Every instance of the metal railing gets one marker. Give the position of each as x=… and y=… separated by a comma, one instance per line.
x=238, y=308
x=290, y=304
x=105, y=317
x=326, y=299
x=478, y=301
++++++
▸ What you have to do: How many lines in the entries above contain the word "gets"? Give only the number.

▸ Written solution: 1